* **Work to complete**:
Please update all the items below, replacing "with one point" with "with a single point" everywhere and leaving everything else unchanged. Leave the pictures out of your answer.

* **Dataset content**:
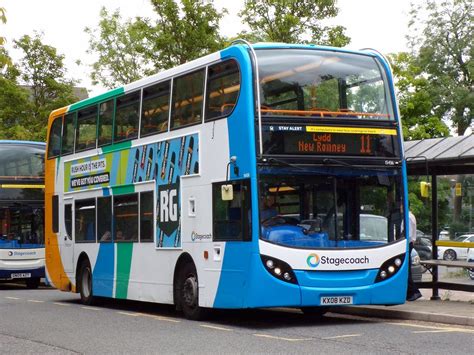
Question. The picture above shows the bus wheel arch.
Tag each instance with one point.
(186, 288)
(84, 279)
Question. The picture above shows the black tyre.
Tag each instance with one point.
(32, 283)
(315, 312)
(85, 283)
(450, 254)
(188, 293)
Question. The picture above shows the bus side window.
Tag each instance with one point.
(223, 88)
(68, 220)
(86, 128)
(155, 109)
(67, 146)
(231, 218)
(126, 217)
(188, 92)
(104, 218)
(54, 145)
(106, 121)
(85, 221)
(127, 117)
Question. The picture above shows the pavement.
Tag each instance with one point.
(455, 307)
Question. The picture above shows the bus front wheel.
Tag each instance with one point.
(188, 293)
(32, 283)
(85, 283)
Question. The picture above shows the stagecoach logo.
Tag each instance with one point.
(168, 207)
(89, 167)
(21, 253)
(312, 260)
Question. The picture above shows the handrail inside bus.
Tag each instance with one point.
(257, 89)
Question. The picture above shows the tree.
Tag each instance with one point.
(120, 47)
(444, 49)
(414, 99)
(293, 21)
(42, 70)
(183, 31)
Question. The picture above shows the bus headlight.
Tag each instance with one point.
(390, 268)
(279, 269)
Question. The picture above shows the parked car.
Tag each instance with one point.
(470, 258)
(455, 253)
(423, 247)
(443, 235)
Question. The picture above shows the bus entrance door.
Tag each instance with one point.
(67, 247)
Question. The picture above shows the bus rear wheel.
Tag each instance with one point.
(85, 283)
(32, 283)
(188, 293)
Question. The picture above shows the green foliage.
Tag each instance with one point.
(292, 21)
(417, 110)
(421, 206)
(129, 50)
(24, 110)
(185, 32)
(444, 50)
(4, 58)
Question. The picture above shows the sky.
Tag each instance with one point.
(379, 24)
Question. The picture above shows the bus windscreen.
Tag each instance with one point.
(305, 83)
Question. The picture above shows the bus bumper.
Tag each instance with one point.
(15, 274)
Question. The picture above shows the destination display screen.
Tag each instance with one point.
(330, 140)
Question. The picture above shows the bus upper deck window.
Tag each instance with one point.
(223, 88)
(188, 92)
(106, 121)
(67, 146)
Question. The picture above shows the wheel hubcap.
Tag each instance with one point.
(86, 283)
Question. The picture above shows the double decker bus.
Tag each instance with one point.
(262, 175)
(22, 211)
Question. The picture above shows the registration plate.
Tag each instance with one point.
(334, 300)
(21, 275)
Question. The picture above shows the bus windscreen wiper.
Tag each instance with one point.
(335, 161)
(280, 162)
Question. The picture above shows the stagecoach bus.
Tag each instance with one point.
(262, 175)
(22, 211)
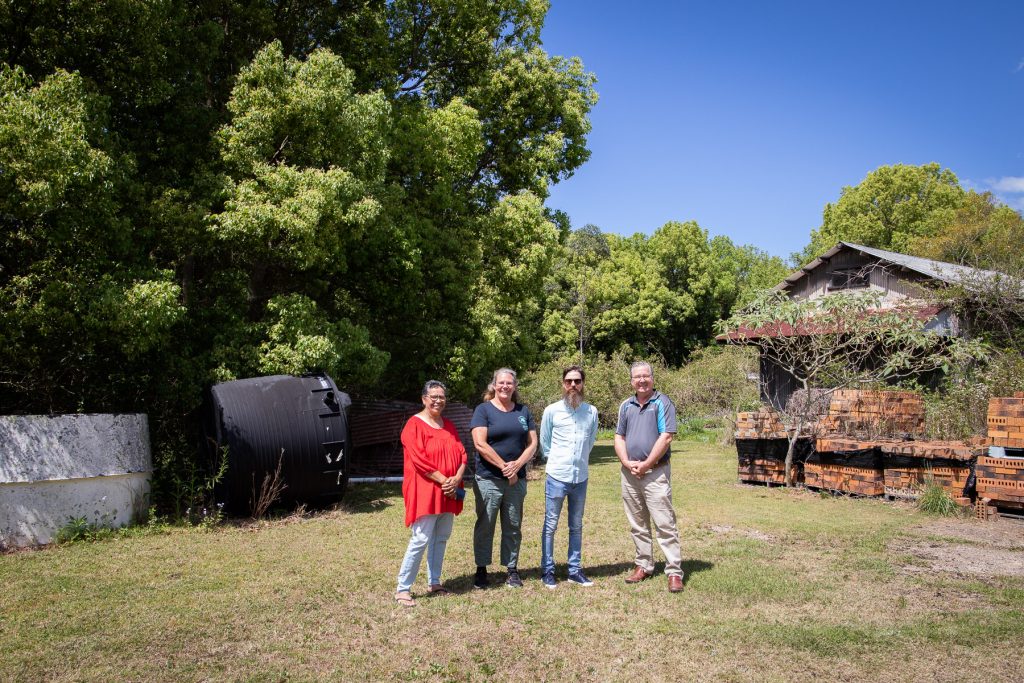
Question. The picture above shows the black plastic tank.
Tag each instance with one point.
(303, 422)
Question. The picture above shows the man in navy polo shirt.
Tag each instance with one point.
(646, 427)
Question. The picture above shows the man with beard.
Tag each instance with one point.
(568, 430)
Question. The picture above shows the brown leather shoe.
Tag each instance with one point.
(639, 573)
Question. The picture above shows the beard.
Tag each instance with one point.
(573, 398)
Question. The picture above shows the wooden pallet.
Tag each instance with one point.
(841, 442)
(858, 480)
(1000, 479)
(965, 451)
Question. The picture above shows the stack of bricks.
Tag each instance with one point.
(1000, 475)
(873, 414)
(761, 444)
(858, 480)
(761, 424)
(763, 461)
(1001, 479)
(1006, 421)
(909, 466)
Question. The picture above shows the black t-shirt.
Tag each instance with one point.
(507, 434)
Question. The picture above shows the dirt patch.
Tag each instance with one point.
(965, 547)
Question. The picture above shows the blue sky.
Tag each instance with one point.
(749, 117)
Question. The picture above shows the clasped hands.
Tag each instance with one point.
(639, 467)
(510, 471)
(450, 485)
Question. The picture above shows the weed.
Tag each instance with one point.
(936, 501)
(269, 489)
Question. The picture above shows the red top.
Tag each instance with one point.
(429, 450)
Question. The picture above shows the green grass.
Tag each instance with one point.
(781, 586)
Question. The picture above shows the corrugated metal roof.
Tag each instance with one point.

* **The answer**:
Question. The picture above shows the bus wheel arch.
Tag each instance with a single point.
(186, 288)
(84, 279)
Question. The picture above shows the black tyre.
Tag each instance with a single point.
(32, 283)
(315, 312)
(85, 283)
(450, 254)
(188, 293)
Question. The picture above shows the bus side window.
Tag each instance with a single point.
(223, 88)
(68, 220)
(86, 128)
(155, 109)
(67, 146)
(231, 218)
(126, 217)
(188, 92)
(104, 218)
(54, 145)
(106, 121)
(85, 221)
(127, 117)
Question. The picture above shows the pavement.
Tag each instance with a single point.
(455, 307)
Question. The picture above shows the bus front wheel.
Tag each instance with a single point.
(188, 293)
(32, 283)
(85, 283)
Question. The picture above shows the stagecoach logo.
Tag each instance with a single point.
(168, 207)
(89, 167)
(21, 253)
(312, 260)
Question. The picture above shows the handrail inside bus.
Tag each instance with a single point.
(257, 89)
Question. The picture above shows the tree.
Tag each instance with a single point.
(120, 47)
(444, 49)
(414, 99)
(293, 21)
(42, 70)
(183, 31)
Question. The picture above shows the bus headlight.
Tag each instance with a single point.
(390, 268)
(279, 269)
Question. The picture above shows the parked car.
Tag each instance with a single point.
(470, 258)
(455, 253)
(423, 247)
(443, 235)
Question. The picture above shows the bus entrance door.
Tag each instance with a single point.
(67, 247)
Question. The picture above shows the bus rear wheel.
Tag each instance with a single point.
(85, 283)
(32, 283)
(188, 293)
Question. The picture above shows the green foliage.
Tag each instance with a single point.
(292, 21)
(417, 110)
(421, 206)
(129, 50)
(24, 110)
(185, 32)
(444, 50)
(4, 58)
Question. The picture above shows the sky.
Tag each instance with a single point.
(379, 24)
Question. The picture above shows the bus windscreen.
Tag each instance with a single point.
(305, 83)
Question. The picture above shows the bus bumper.
Tag each instance with a single point.
(15, 274)
Question. The picture above shows the destination display screen.
Tag each instance with a single point.
(330, 140)
Question. The picture above shows the bus upper deck window.
Tag each instance with a single point.
(223, 88)
(188, 92)
(106, 121)
(67, 146)
Question. The picture above shows the wheel hubcap.
Tag each instance with a single point.
(86, 283)
Question. The picture above shows the double decker bus.
Tag each instance with a single point.
(262, 175)
(22, 211)
Question. The picture above shows the registration plate.
Tag each instance with a single point.
(334, 300)
(21, 275)
Question. The picture above shows the bus windscreen wiper.
Tag each instance with a single point.
(335, 161)
(280, 162)
Question. The picture above shows the stagecoach bus.
Tag each instance with a single point.
(262, 175)
(22, 211)
Question. The picture above shows the black plastic tank.
Tag each instance with a single point.
(303, 422)
Question. The picture above shows the man in navy polo shirt.
Tag each instance with a single point.
(646, 427)
Question. The picture above shows the man with beard.
Tag each instance with a single point.
(568, 430)
Question. The picture above shows the brown leather shoe.
Tag each instance with a single point.
(639, 573)
Question. The picture above shows the beard.
Tag each instance with a single point.
(573, 398)
Question. The picture above shows the wooden pallet.
Tag each instance with a single point.
(841, 442)
(858, 480)
(1000, 479)
(965, 451)
Question. The picture above shows the stack of bricks.
Tag each instance with a single point.
(1000, 475)
(873, 414)
(761, 444)
(858, 480)
(761, 424)
(763, 461)
(1001, 479)
(1006, 421)
(909, 466)
Question. The picture above shows the black t-shirt.
Tag each instance with a single point.
(507, 434)
Question. The picture above shows the dirt patch.
Tag each instance with a single point.
(965, 547)
Question. The picture above shows the blue sky.
Tag each instance with a single point.
(749, 117)
Question. The picture above shows the clasped hands.
Tag each instance with a single point.
(639, 467)
(510, 471)
(450, 485)
Question. The picture above shows the weed.
Tag each instance with a single point.
(936, 501)
(269, 489)
Question. The picture above shows the red top.
Tag each instance with a single point.
(429, 450)
Question. The picture above shows the green grass.
Tag each instance with a single point.
(781, 586)
Question. The picture above shows the corrugated metal roof.
Tag each instance with a single point.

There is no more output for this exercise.